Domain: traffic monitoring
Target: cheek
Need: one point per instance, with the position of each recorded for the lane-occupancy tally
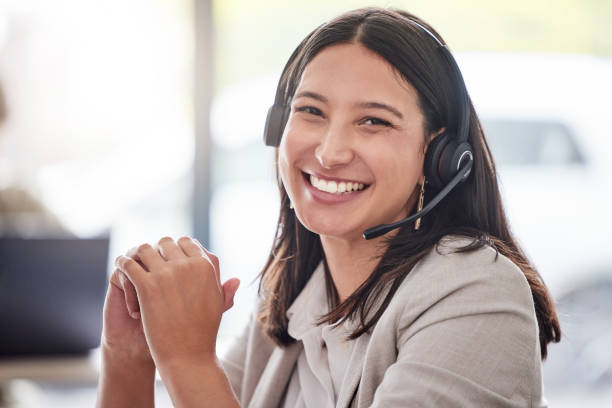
(288, 155)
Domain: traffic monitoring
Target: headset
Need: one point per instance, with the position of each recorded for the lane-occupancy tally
(449, 158)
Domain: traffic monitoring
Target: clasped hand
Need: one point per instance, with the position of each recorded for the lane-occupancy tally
(174, 298)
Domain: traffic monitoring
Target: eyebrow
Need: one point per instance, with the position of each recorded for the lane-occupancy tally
(370, 105)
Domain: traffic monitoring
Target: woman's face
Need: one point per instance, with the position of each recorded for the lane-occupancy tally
(355, 125)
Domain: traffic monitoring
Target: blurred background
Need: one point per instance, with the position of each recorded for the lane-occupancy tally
(127, 120)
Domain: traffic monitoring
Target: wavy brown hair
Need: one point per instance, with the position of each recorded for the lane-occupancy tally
(473, 209)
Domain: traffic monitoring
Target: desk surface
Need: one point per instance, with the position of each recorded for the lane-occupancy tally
(80, 369)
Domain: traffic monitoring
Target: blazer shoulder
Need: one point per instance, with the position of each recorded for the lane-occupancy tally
(447, 281)
(484, 266)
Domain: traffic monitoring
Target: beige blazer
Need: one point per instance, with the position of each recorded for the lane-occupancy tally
(461, 331)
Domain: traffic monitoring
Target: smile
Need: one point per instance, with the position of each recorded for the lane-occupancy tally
(335, 187)
(325, 189)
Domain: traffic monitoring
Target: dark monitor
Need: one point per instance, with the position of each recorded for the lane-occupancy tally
(51, 295)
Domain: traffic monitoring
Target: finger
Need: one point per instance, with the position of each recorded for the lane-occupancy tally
(132, 269)
(212, 258)
(131, 298)
(133, 253)
(190, 248)
(149, 257)
(229, 290)
(169, 250)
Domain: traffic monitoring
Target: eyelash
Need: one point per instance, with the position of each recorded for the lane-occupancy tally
(315, 111)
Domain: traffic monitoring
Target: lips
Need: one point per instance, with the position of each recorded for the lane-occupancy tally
(335, 191)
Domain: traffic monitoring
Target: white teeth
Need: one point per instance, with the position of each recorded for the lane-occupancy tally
(334, 187)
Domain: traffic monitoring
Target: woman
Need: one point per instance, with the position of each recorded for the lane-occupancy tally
(373, 123)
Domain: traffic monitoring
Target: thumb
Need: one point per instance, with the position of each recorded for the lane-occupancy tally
(229, 290)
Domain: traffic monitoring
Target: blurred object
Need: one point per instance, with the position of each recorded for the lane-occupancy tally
(546, 120)
(51, 295)
(19, 394)
(584, 358)
(100, 114)
(22, 215)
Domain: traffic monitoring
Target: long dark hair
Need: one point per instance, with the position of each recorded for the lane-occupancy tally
(474, 209)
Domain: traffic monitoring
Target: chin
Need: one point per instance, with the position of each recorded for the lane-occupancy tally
(330, 228)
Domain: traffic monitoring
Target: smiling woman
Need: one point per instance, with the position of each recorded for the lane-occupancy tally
(371, 123)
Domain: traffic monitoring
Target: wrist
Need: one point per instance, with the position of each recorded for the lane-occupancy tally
(126, 360)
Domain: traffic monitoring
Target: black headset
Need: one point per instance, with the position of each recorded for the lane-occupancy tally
(449, 158)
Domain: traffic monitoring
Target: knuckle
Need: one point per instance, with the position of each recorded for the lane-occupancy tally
(184, 240)
(165, 239)
(143, 247)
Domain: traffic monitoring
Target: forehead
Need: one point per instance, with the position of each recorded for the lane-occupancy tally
(352, 71)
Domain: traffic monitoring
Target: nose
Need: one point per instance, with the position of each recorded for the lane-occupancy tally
(335, 148)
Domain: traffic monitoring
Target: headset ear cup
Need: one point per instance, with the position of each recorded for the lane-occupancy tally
(454, 156)
(447, 168)
(432, 160)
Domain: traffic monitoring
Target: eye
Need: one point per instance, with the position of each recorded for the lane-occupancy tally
(376, 121)
(309, 109)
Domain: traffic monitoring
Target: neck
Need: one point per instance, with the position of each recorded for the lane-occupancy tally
(351, 262)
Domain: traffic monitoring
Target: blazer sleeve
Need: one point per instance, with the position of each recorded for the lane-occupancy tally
(467, 336)
(234, 360)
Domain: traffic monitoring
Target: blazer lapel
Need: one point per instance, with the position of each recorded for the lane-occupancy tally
(275, 377)
(348, 390)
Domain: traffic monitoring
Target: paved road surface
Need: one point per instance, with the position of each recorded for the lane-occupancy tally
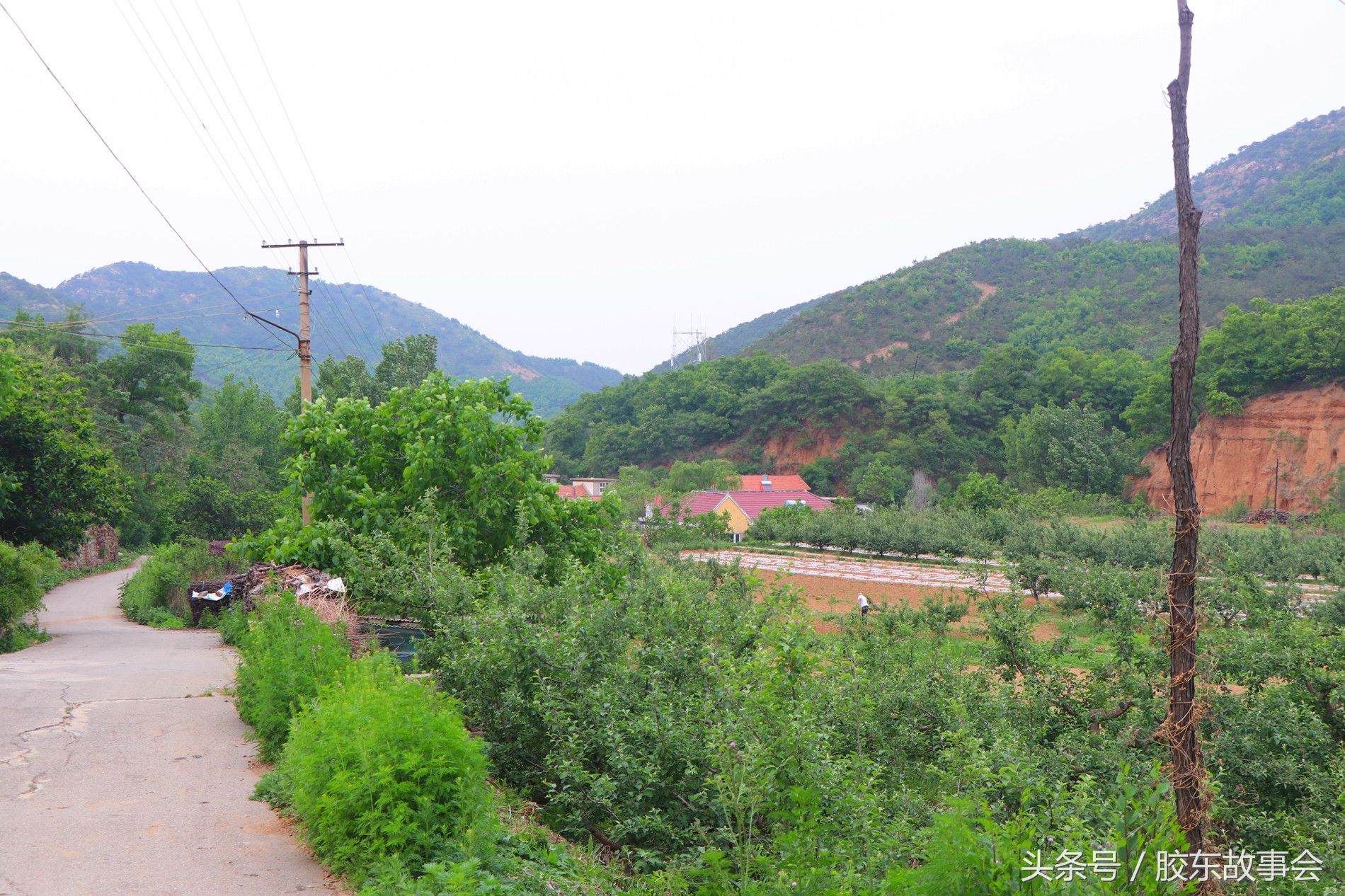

_ _ _

### [What this task involves]
Collect each line of the data above in which the string "woman" appears.

### [Final answer]
Target: woman's face
Target: woman
Target: smiling woman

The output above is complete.